_Problems and tasks_.
1 – Copy out the stretch of the puffin article from "The organisation has" through "much loved birds.".
2 – Keep writing the article about the puffin photo project, picking up right after its last sentence.

=== Source ===

RSPB Scotland is asking visitors to puffin colonies across the north and north-east to grab a snap of the birds as they feed their chicks, and upload it to its website.

The organisation has hugely popular habitats at Bullers of Buchan and Fowlsheugh.

There are also a number of attractions south of Aberdeen, between Inverbervie and Stonehaven, and between Gardenstown and Pennan.

With their eye-catching colourful bills and distinctive markings, puffins are among the more popular species on these shores.

However, there numbers have plummeted in recent years in the UK and Europe which is why the charity has launched this latest initiative, which will take place this month and next.

Ellie Owen, who is leading the project, said: “We’re really excited to be starting the Puffarazzi phase of Project Puffin. We know that many people love to visit puffin colonies during the summer and this part of the project gives them the chance to contribute to helping these much loved birds.

=== Records supplied ===

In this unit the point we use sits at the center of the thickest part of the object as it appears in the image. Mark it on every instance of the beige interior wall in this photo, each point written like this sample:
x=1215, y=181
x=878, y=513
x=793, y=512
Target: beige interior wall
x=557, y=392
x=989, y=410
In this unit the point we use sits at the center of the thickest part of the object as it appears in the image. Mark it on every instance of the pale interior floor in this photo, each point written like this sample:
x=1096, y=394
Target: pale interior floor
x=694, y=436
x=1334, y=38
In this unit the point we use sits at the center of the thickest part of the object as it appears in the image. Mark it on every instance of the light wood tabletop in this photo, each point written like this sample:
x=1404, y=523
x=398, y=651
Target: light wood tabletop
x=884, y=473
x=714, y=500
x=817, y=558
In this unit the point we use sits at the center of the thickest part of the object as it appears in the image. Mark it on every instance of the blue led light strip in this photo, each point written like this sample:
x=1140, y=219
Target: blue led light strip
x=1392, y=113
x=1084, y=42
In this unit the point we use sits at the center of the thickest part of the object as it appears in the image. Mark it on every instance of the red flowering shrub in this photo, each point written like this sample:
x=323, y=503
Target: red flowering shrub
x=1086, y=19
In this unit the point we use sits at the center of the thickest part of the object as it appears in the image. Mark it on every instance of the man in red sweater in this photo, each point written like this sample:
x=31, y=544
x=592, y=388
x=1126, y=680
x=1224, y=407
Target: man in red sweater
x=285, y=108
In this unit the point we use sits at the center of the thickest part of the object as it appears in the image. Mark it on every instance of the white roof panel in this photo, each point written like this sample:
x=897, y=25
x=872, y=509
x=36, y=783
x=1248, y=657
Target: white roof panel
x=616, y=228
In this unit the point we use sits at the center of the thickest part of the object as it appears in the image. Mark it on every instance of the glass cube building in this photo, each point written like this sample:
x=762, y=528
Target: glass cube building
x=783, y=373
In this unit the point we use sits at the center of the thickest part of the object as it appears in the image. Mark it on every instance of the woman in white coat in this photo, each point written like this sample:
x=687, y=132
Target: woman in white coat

===

_Answers to the exercise_.
1 –
The organisation has hugely popular habitats at Bullers of Buchan and Fowlsheugh.

There are also a number of attractions south of Aberdeen, between Inverbervie and Stonehaven, and between Gardenstown and Pennan.

With their eye-catching colourful bills and distinctive markings, puffins are among the more popular species on these shores.

However, there numbers have plummeted in recent years in the UK and Europe which is why the charity has launched this latest initiative, which will take place this month and next.

Ellie Owen, who is leading the project, said: “We’re really excited to be starting the Puffarazzi phase of Project Puffin. We know that many people love to visit puffin colonies during the summer and this part of the project gives them the chance to contribute to helping these much loved birds.

2 –
“Puffins are facing huge declines over the next 50 years – it’s estimated their numbers will go down by between 50-70% by 2065 – so it’s really important that we act now to help them.

“Anyone can take part in Puffarazzi – there are some easy steps to follow to ensure that the information being gathered by the images submitted is scientifically robust, and that puffins, and other wildlife, aren’t disturbed while the photos are taken.

“It’s great that the public are able to play such an active role in this project – we hope people will be inspired by the plight of these birds to become Puffarazzi.

“This is a chance for people to help shape the future for puffins, we expect that the information collected by the project will advise government on the best ways to protect puffins at sea so anyone taking part in Puffarazzi will be providing us with valuable data that should have a long term impact.”

Once collected, the charity’s experts will analyse the images to try and identify what puffins are feeding to their young and how there numbers are changing.